• _What is required_
Please return each record below exactly, with nothing left out.

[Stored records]
------

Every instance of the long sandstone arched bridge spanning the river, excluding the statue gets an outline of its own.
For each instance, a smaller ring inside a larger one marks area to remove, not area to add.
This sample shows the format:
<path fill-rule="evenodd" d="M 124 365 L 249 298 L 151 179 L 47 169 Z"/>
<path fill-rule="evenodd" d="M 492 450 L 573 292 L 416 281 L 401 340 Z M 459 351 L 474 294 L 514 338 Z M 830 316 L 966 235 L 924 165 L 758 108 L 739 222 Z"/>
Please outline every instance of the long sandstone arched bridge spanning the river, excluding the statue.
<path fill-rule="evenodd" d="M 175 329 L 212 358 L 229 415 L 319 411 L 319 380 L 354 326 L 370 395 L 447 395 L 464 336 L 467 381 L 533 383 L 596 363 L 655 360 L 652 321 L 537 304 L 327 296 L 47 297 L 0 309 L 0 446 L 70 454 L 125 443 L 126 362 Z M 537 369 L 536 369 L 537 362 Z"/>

------

• _Output_
Every instance of the long sandstone arched bridge spanning the river, excluding the statue gets an outline of its own.
For each instance, a smaller ring inside a larger one marks area to remove, not area to add.
This sample shows the format:
<path fill-rule="evenodd" d="M 124 365 L 249 298 L 151 179 L 47 169 Z"/>
<path fill-rule="evenodd" d="M 492 450 L 573 292 L 416 281 L 401 340 Z M 459 351 L 474 294 L 514 338 Z M 830 316 L 966 235 L 924 165 L 758 108 L 739 222 Z"/>
Please outline every instance of the long sandstone arched bridge spanning the river, excluding the statue.
<path fill-rule="evenodd" d="M 175 329 L 212 358 L 229 415 L 319 411 L 319 380 L 354 326 L 370 395 L 447 395 L 464 336 L 467 381 L 533 383 L 596 363 L 655 360 L 652 321 L 537 304 L 327 296 L 47 297 L 0 309 L 0 446 L 70 454 L 125 443 L 126 362 Z M 537 369 L 536 369 L 537 362 Z"/>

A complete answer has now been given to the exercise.